### WHAT IS REQUIRED
Please show every line from the rows below that contains the string "yellow", copied in full. Case counts.

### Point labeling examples
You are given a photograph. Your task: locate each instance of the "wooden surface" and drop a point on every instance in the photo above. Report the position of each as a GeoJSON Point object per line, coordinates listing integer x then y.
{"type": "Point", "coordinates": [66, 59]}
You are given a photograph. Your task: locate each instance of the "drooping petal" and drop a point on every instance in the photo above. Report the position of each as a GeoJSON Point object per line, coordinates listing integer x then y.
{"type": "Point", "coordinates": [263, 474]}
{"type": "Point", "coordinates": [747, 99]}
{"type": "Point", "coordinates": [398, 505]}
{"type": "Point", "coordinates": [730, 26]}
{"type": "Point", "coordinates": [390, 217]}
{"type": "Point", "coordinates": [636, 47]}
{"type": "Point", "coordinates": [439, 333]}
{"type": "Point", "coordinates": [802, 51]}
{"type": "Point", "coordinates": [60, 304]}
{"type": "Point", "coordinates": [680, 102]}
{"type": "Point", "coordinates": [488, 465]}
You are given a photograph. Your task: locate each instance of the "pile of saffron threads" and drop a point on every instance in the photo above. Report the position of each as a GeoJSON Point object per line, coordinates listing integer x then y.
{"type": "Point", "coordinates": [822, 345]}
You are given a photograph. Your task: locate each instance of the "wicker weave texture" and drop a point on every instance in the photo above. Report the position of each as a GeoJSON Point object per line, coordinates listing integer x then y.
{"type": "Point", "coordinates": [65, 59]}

...

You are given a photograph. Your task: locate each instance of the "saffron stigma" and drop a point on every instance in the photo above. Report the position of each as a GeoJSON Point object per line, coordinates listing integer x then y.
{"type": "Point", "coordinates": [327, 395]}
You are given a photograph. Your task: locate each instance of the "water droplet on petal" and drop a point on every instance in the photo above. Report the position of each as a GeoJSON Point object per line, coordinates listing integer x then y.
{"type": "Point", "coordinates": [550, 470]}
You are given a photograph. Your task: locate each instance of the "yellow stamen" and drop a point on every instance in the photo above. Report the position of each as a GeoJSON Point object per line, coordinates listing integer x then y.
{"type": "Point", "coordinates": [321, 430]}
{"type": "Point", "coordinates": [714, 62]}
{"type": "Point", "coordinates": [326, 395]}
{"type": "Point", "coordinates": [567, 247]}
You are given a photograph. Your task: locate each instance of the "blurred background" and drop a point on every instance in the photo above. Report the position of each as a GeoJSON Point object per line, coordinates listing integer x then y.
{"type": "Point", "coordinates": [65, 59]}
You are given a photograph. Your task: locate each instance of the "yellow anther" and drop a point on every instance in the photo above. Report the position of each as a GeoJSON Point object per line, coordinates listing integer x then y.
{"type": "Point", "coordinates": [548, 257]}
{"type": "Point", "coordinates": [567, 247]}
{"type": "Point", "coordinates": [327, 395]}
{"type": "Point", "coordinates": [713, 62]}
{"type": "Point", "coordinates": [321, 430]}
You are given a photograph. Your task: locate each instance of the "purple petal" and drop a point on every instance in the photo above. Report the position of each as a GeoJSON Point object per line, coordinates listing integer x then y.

### TASK SOLUTION
You are given a photograph. Your task: locate each instance of the "yellow stamen" and drop a point on every instance in the photo above. Report the position of each as a GeoJSON Point object per line, coordinates listing integer x then y.
You are given a photograph. Your task: locate each instance of the "yellow anther" and drop a point on every instance in the photo above. Report the position of each as a GeoJSON Point object per line, coordinates listing integer x then y.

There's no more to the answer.